START SOURCE EXCERPT

Friday 31 December 2010

Sandwiches

I am a sandwich. You are a sandwich. He is a sandwich, too. That's enough conjugation. I was just making the point that we are all sandwiches. We are the past and the future with the present the meat in the middle. Should you be vegan or vegetarian, you will have to put another metaphore in the middle. You get the idea. Past, present, future are all essential to making us who we are. One thing that concerns me is whether or not we/I make enough of the present. After all, it would be rare for the bread to give greater pleasure than the filling. And yet, the filling can sometimes be taken for granted. The temptation is to remember the past and wait for the future; not to live completely in the NOW. A Buddhist I know well is eloquent on this subject. It is not exclusive to Buddhists, of course, but dealing with it has become a speciality for them. When it is called "Mindfulness" it has a vogue far wider than among Buddhists. Under that name, we are encouraged, taught even, to stay with the present, to concentrate on the present, on what is happening NOW. I have been confused, I think, about the significance of this. As we speak, I see it as a will to deepen one's experience of the NOW, to be fully aware of it.

END SOURCE EXCERPT
START DATA ROWS

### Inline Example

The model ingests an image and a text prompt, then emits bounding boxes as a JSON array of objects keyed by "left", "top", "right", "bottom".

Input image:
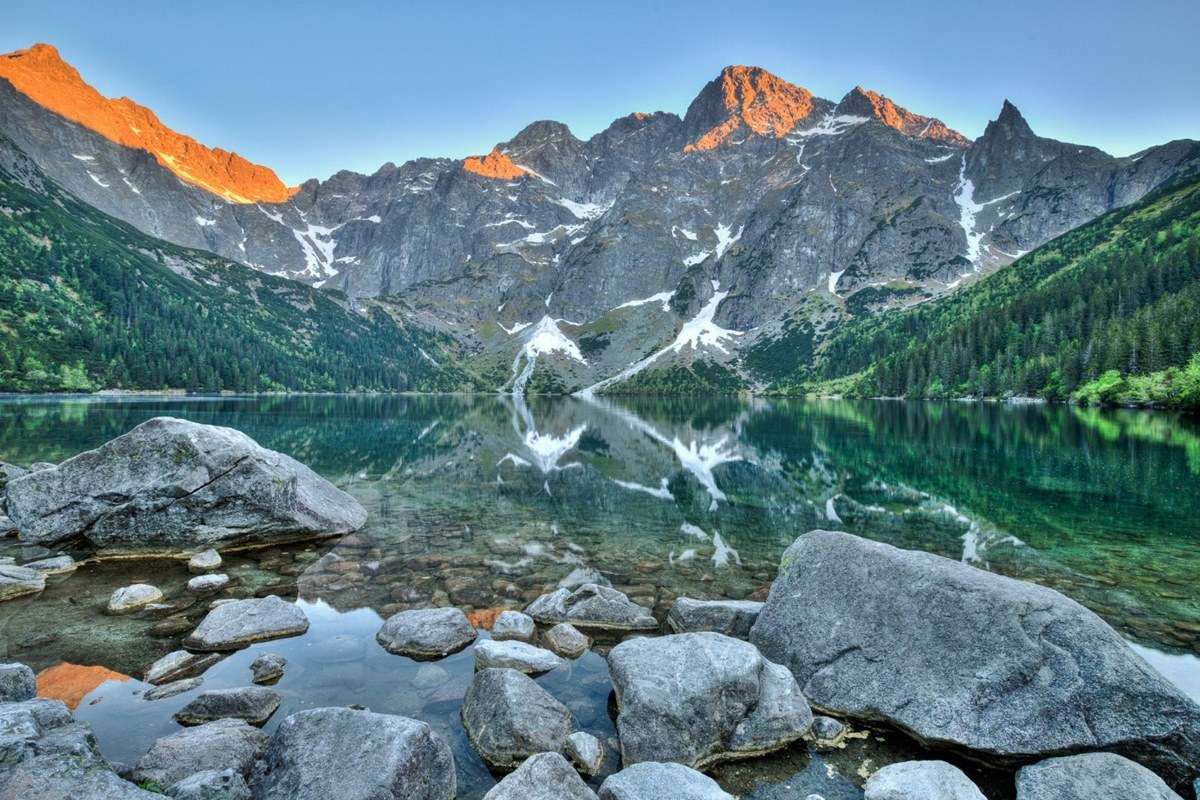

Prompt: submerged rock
[
  {"left": 750, "top": 531, "right": 1200, "bottom": 784},
  {"left": 863, "top": 762, "right": 988, "bottom": 800},
  {"left": 608, "top": 633, "right": 812, "bottom": 769},
  {"left": 484, "top": 753, "right": 596, "bottom": 800},
  {"left": 600, "top": 762, "right": 737, "bottom": 800},
  {"left": 7, "top": 416, "right": 367, "bottom": 552},
  {"left": 184, "top": 595, "right": 308, "bottom": 651},
  {"left": 254, "top": 709, "right": 457, "bottom": 800},
  {"left": 526, "top": 583, "right": 659, "bottom": 631},
  {"left": 1016, "top": 753, "right": 1182, "bottom": 800},
  {"left": 462, "top": 669, "right": 572, "bottom": 769},
  {"left": 376, "top": 608, "right": 475, "bottom": 658}
]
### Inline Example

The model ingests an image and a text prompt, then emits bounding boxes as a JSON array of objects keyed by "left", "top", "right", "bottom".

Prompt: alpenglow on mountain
[{"left": 0, "top": 44, "right": 1200, "bottom": 392}]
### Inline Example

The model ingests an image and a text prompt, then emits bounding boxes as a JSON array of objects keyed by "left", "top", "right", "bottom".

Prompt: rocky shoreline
[{"left": 0, "top": 419, "right": 1200, "bottom": 800}]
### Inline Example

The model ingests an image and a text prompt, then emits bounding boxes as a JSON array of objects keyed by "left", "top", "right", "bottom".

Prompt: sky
[{"left": 0, "top": 0, "right": 1200, "bottom": 184}]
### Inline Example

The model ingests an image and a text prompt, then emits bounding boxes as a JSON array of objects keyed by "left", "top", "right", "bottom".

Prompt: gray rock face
[
  {"left": 184, "top": 595, "right": 308, "bottom": 651},
  {"left": 608, "top": 633, "right": 812, "bottom": 769},
  {"left": 526, "top": 583, "right": 659, "bottom": 631},
  {"left": 863, "top": 762, "right": 986, "bottom": 800},
  {"left": 484, "top": 753, "right": 596, "bottom": 800},
  {"left": 0, "top": 564, "right": 46, "bottom": 601},
  {"left": 462, "top": 669, "right": 572, "bottom": 769},
  {"left": 600, "top": 762, "right": 736, "bottom": 800},
  {"left": 254, "top": 709, "right": 457, "bottom": 800},
  {"left": 175, "top": 686, "right": 280, "bottom": 726},
  {"left": 8, "top": 417, "right": 366, "bottom": 552},
  {"left": 376, "top": 608, "right": 475, "bottom": 658},
  {"left": 1016, "top": 753, "right": 1182, "bottom": 800},
  {"left": 167, "top": 769, "right": 250, "bottom": 800},
  {"left": 133, "top": 720, "right": 266, "bottom": 787},
  {"left": 750, "top": 531, "right": 1200, "bottom": 783},
  {"left": 475, "top": 639, "right": 564, "bottom": 675},
  {"left": 667, "top": 597, "right": 763, "bottom": 639},
  {"left": 0, "top": 662, "right": 37, "bottom": 703},
  {"left": 542, "top": 622, "right": 592, "bottom": 658}
]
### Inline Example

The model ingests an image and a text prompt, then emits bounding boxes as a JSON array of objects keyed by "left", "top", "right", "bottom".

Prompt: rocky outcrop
[
  {"left": 254, "top": 709, "right": 457, "bottom": 800},
  {"left": 8, "top": 417, "right": 366, "bottom": 553},
  {"left": 608, "top": 633, "right": 812, "bottom": 769},
  {"left": 750, "top": 531, "right": 1200, "bottom": 784}
]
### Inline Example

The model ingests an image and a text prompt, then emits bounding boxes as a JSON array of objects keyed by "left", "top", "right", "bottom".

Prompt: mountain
[{"left": 0, "top": 47, "right": 1200, "bottom": 392}]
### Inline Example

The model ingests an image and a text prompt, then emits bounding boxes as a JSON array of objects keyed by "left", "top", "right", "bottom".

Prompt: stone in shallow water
[
  {"left": 133, "top": 720, "right": 266, "bottom": 786},
  {"left": 108, "top": 583, "right": 162, "bottom": 614},
  {"left": 7, "top": 417, "right": 367, "bottom": 553},
  {"left": 484, "top": 753, "right": 596, "bottom": 800},
  {"left": 750, "top": 531, "right": 1200, "bottom": 782},
  {"left": 542, "top": 622, "right": 592, "bottom": 658},
  {"left": 1016, "top": 753, "right": 1181, "bottom": 800},
  {"left": 175, "top": 686, "right": 280, "bottom": 726},
  {"left": 608, "top": 633, "right": 812, "bottom": 768},
  {"left": 184, "top": 595, "right": 308, "bottom": 651},
  {"left": 600, "top": 762, "right": 737, "bottom": 800},
  {"left": 462, "top": 669, "right": 572, "bottom": 769},
  {"left": 863, "top": 762, "right": 986, "bottom": 800},
  {"left": 254, "top": 709, "right": 456, "bottom": 800},
  {"left": 526, "top": 583, "right": 659, "bottom": 631},
  {"left": 376, "top": 608, "right": 475, "bottom": 658},
  {"left": 667, "top": 597, "right": 763, "bottom": 639},
  {"left": 475, "top": 639, "right": 565, "bottom": 674}
]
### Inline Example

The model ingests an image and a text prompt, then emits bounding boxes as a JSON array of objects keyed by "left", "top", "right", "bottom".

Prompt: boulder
[
  {"left": 484, "top": 753, "right": 596, "bottom": 800},
  {"left": 376, "top": 608, "right": 475, "bottom": 658},
  {"left": 167, "top": 769, "right": 251, "bottom": 800},
  {"left": 0, "top": 662, "right": 37, "bottom": 703},
  {"left": 175, "top": 686, "right": 280, "bottom": 726},
  {"left": 133, "top": 720, "right": 266, "bottom": 787},
  {"left": 526, "top": 583, "right": 659, "bottom": 631},
  {"left": 462, "top": 669, "right": 572, "bottom": 769},
  {"left": 184, "top": 595, "right": 308, "bottom": 651},
  {"left": 254, "top": 709, "right": 457, "bottom": 800},
  {"left": 492, "top": 610, "right": 536, "bottom": 642},
  {"left": 863, "top": 762, "right": 986, "bottom": 800},
  {"left": 608, "top": 633, "right": 812, "bottom": 769},
  {"left": 108, "top": 583, "right": 162, "bottom": 614},
  {"left": 475, "top": 639, "right": 566, "bottom": 674},
  {"left": 541, "top": 622, "right": 592, "bottom": 658},
  {"left": 1016, "top": 753, "right": 1181, "bottom": 800},
  {"left": 600, "top": 762, "right": 737, "bottom": 800},
  {"left": 0, "top": 564, "right": 46, "bottom": 601},
  {"left": 750, "top": 531, "right": 1200, "bottom": 786},
  {"left": 7, "top": 417, "right": 367, "bottom": 553},
  {"left": 667, "top": 597, "right": 763, "bottom": 639}
]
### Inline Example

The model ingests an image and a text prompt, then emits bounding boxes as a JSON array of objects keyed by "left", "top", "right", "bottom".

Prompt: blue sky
[{"left": 0, "top": 0, "right": 1200, "bottom": 182}]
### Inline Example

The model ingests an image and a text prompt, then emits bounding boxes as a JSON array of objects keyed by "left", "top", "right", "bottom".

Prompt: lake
[{"left": 0, "top": 396, "right": 1200, "bottom": 800}]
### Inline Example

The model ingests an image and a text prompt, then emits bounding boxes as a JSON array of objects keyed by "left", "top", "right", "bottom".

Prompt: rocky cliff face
[{"left": 0, "top": 48, "right": 1200, "bottom": 391}]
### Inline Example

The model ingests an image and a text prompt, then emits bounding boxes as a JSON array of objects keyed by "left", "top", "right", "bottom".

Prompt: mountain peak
[
  {"left": 684, "top": 65, "right": 812, "bottom": 152},
  {"left": 0, "top": 44, "right": 295, "bottom": 203},
  {"left": 834, "top": 86, "right": 971, "bottom": 146}
]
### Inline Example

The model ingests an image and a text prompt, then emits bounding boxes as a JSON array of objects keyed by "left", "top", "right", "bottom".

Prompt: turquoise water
[{"left": 0, "top": 397, "right": 1200, "bottom": 798}]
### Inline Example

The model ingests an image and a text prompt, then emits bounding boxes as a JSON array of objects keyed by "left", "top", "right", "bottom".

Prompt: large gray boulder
[
  {"left": 750, "top": 531, "right": 1200, "bottom": 786},
  {"left": 600, "top": 762, "right": 736, "bottom": 800},
  {"left": 484, "top": 753, "right": 596, "bottom": 800},
  {"left": 133, "top": 720, "right": 266, "bottom": 787},
  {"left": 462, "top": 669, "right": 572, "bottom": 769},
  {"left": 184, "top": 595, "right": 308, "bottom": 652},
  {"left": 7, "top": 416, "right": 367, "bottom": 553},
  {"left": 608, "top": 633, "right": 812, "bottom": 769},
  {"left": 526, "top": 583, "right": 659, "bottom": 631},
  {"left": 254, "top": 709, "right": 456, "bottom": 800},
  {"left": 863, "top": 762, "right": 988, "bottom": 800},
  {"left": 1016, "top": 753, "right": 1181, "bottom": 800}
]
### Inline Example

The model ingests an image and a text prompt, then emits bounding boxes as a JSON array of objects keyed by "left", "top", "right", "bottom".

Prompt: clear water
[{"left": 0, "top": 397, "right": 1200, "bottom": 800}]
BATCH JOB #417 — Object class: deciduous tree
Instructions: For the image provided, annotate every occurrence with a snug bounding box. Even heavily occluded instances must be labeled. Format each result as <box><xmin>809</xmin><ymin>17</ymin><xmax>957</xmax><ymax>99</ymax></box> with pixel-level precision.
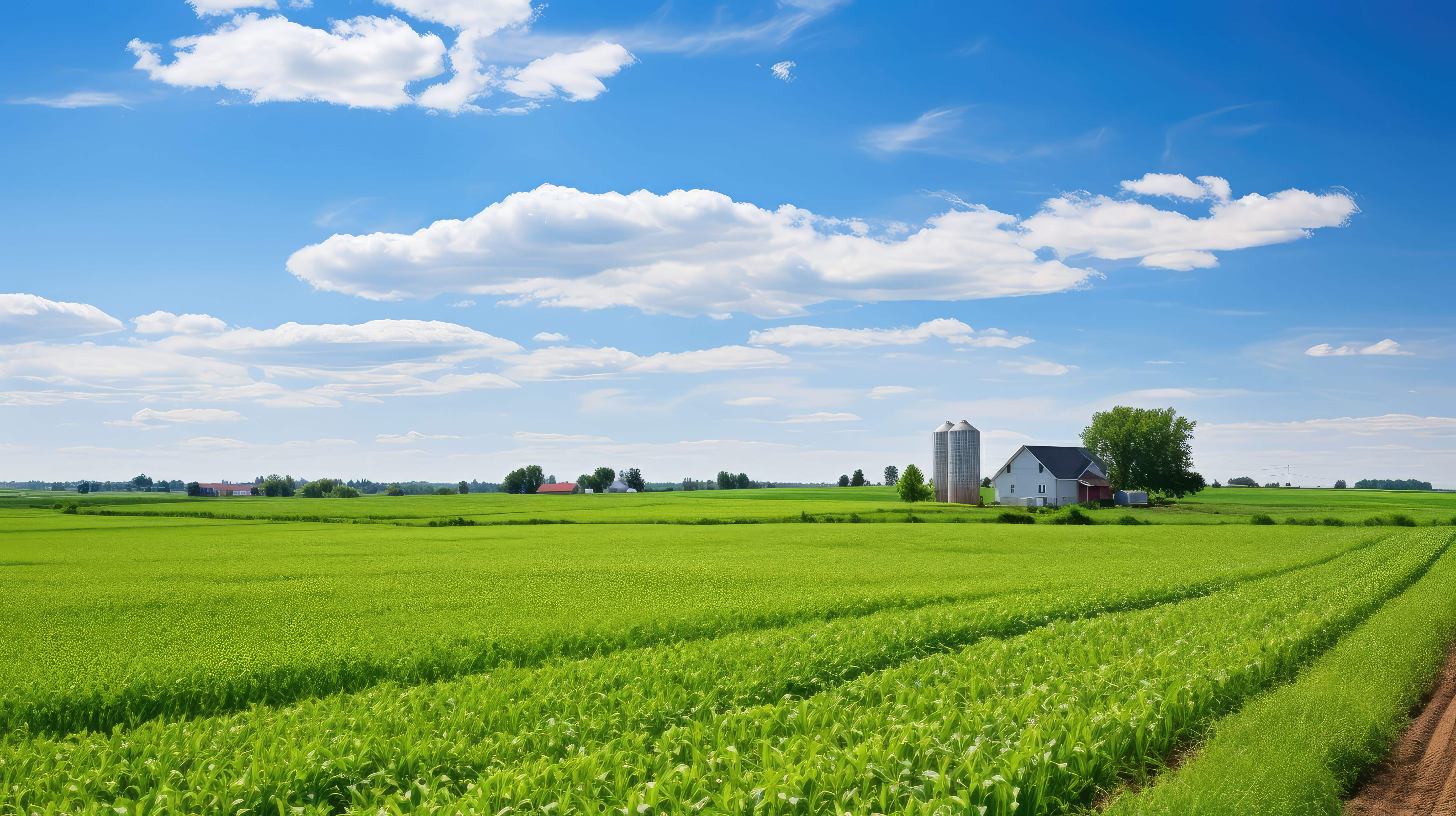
<box><xmin>1082</xmin><ymin>405</ymin><xmax>1207</xmax><ymax>498</ymax></box>
<box><xmin>896</xmin><ymin>465</ymin><xmax>935</xmax><ymax>501</ymax></box>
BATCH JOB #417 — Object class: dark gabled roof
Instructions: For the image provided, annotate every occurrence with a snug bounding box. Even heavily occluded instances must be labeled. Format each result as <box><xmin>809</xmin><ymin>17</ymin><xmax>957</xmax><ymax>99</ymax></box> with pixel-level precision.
<box><xmin>1023</xmin><ymin>444</ymin><xmax>1107</xmax><ymax>479</ymax></box>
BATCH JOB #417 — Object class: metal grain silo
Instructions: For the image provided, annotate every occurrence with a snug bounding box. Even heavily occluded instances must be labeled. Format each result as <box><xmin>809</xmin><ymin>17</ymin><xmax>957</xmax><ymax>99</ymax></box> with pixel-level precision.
<box><xmin>945</xmin><ymin>420</ymin><xmax>981</xmax><ymax>504</ymax></box>
<box><xmin>930</xmin><ymin>420</ymin><xmax>955</xmax><ymax>501</ymax></box>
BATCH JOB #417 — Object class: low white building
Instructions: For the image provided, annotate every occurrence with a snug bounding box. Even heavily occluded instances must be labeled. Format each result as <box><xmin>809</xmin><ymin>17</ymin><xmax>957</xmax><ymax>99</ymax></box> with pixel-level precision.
<box><xmin>994</xmin><ymin>444</ymin><xmax>1112</xmax><ymax>507</ymax></box>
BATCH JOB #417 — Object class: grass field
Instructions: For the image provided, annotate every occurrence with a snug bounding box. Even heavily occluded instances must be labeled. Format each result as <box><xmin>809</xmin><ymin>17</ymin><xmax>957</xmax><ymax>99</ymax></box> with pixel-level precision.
<box><xmin>0</xmin><ymin>488</ymin><xmax>1456</xmax><ymax>816</ymax></box>
<box><xmin>20</xmin><ymin>487</ymin><xmax>1456</xmax><ymax>525</ymax></box>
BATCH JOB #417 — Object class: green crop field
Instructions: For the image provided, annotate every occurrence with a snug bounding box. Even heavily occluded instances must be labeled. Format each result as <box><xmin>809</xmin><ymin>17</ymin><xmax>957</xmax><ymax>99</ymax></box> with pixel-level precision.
<box><xmin>20</xmin><ymin>487</ymin><xmax>1456</xmax><ymax>525</ymax></box>
<box><xmin>0</xmin><ymin>488</ymin><xmax>1456</xmax><ymax>816</ymax></box>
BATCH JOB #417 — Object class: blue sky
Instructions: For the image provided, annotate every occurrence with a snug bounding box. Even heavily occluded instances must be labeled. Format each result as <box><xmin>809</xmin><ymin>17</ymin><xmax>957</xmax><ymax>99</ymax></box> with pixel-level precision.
<box><xmin>0</xmin><ymin>0</ymin><xmax>1456</xmax><ymax>487</ymax></box>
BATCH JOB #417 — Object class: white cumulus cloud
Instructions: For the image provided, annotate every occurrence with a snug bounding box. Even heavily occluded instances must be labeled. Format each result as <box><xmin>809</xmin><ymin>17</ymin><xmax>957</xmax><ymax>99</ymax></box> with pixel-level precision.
<box><xmin>1305</xmin><ymin>338</ymin><xmax>1409</xmax><ymax>357</ymax></box>
<box><xmin>505</xmin><ymin>42</ymin><xmax>636</xmax><ymax>102</ymax></box>
<box><xmin>1123</xmin><ymin>174</ymin><xmax>1232</xmax><ymax>201</ymax></box>
<box><xmin>1021</xmin><ymin>176</ymin><xmax>1358</xmax><ymax>269</ymax></box>
<box><xmin>186</xmin><ymin>0</ymin><xmax>278</xmax><ymax>17</ymax></box>
<box><xmin>0</xmin><ymin>294</ymin><xmax>122</xmax><ymax>342</ymax></box>
<box><xmin>288</xmin><ymin>178</ymin><xmax>1356</xmax><ymax>318</ymax></box>
<box><xmin>131</xmin><ymin>312</ymin><xmax>227</xmax><ymax>334</ymax></box>
<box><xmin>127</xmin><ymin>15</ymin><xmax>446</xmax><ymax>111</ymax></box>
<box><xmin>1002</xmin><ymin>360</ymin><xmax>1076</xmax><ymax>377</ymax></box>
<box><xmin>748</xmin><ymin>318</ymin><xmax>1034</xmax><ymax>348</ymax></box>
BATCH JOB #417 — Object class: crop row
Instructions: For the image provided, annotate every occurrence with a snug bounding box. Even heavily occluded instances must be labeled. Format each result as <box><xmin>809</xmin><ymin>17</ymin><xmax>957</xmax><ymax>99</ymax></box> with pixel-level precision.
<box><xmin>1105</xmin><ymin>539</ymin><xmax>1456</xmax><ymax>816</ymax></box>
<box><xmin>0</xmin><ymin>524</ymin><xmax>1444</xmax><ymax>813</ymax></box>
<box><xmin>0</xmin><ymin>527</ymin><xmax>1383</xmax><ymax>734</ymax></box>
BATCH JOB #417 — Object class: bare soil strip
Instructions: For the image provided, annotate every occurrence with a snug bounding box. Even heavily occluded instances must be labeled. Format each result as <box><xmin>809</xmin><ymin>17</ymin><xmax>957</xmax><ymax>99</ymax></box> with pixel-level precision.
<box><xmin>1345</xmin><ymin>646</ymin><xmax>1456</xmax><ymax>816</ymax></box>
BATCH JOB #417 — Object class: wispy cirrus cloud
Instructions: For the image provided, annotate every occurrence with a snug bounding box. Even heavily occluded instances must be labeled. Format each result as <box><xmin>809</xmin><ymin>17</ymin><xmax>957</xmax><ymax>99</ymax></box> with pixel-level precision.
<box><xmin>511</xmin><ymin>431</ymin><xmax>612</xmax><ymax>442</ymax></box>
<box><xmin>748</xmin><ymin>318</ymin><xmax>1035</xmax><ymax>348</ymax></box>
<box><xmin>102</xmin><ymin>408</ymin><xmax>248</xmax><ymax>430</ymax></box>
<box><xmin>374</xmin><ymin>431</ymin><xmax>460</xmax><ymax>444</ymax></box>
<box><xmin>9</xmin><ymin>90</ymin><xmax>135</xmax><ymax>109</ymax></box>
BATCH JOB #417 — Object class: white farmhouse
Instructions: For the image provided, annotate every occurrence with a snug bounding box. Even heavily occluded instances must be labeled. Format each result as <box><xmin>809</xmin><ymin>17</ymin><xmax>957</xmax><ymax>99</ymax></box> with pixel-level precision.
<box><xmin>996</xmin><ymin>444</ymin><xmax>1112</xmax><ymax>507</ymax></box>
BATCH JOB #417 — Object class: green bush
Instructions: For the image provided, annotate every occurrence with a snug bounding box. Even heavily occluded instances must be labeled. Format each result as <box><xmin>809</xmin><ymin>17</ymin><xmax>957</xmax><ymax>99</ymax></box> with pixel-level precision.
<box><xmin>430</xmin><ymin>516</ymin><xmax>475</xmax><ymax>527</ymax></box>
<box><xmin>1047</xmin><ymin>507</ymin><xmax>1096</xmax><ymax>525</ymax></box>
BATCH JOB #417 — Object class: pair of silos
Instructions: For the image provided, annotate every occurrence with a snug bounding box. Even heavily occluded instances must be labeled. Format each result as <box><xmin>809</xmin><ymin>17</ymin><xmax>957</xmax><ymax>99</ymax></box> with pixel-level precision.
<box><xmin>930</xmin><ymin>420</ymin><xmax>981</xmax><ymax>504</ymax></box>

END DATA ROWS

[THINGS TO DO]
- A) In the blog post on sandwiches, under what name does staying with the present have a vogue far wider than among Buddhists?
- B) Render this sentence from the blog post on sandwiches into Spanish: "After all, it would be rare for the bread to give greater pleasure than the filling."
- C) Write a continuation of the blog post on sandwiches, picking up after its final sentence.

[ANSWERS BELOW]
- A) "Mindfulness."

- B) Al fin y al cabo, sería raro que el pan diera más placer que el relleno.

- C)
But how I do this depends on how the past has shaped me, doesn't it? Isn't my awareness inevitably influenced by the Yes-but of the past. For instance, I dealt differently with the freezing cold of the last few weeks than did the younger - much- Guru. There is familiarity about it. When I was a little girl I would have to dress under the bedclothes, my breath making cloudy puffs above the blankets. There was a winter, in the forties, I think, when windows froze closed and my Mother devised a sort of hot-water bottle for the milkman to put the milk in on the doorstep. When first I had a one-year old, he couldn't be left in his pram in the garden during his first winter in the '60s. We would have had iced baby. Central heating was not ubiquitous and we simply put on more clothes and huddled. It is how things were, so not questionable. I found that made me more tolerant of the recent conditions that were fazing the much younger. It influences my thoughts on global warming. I have been cold before. So help me understand what's new. You may remember, if you have had time, inclination and generosity to keep up - and tell your friends - that I was much moved by a TV programme about shop-keeping during the war in the 40's. I have done without things before, before they were dependant on snow on the runway for non-delivery. What does the future hold, then? The Guru has a relative who was near to restraining him physically when he proposed to use a car for what, in the interest of the planet, was regarded by the other as too short a journey. Petrol was rationed when I was little. Journeys restricted themselves. Past and future have that in common.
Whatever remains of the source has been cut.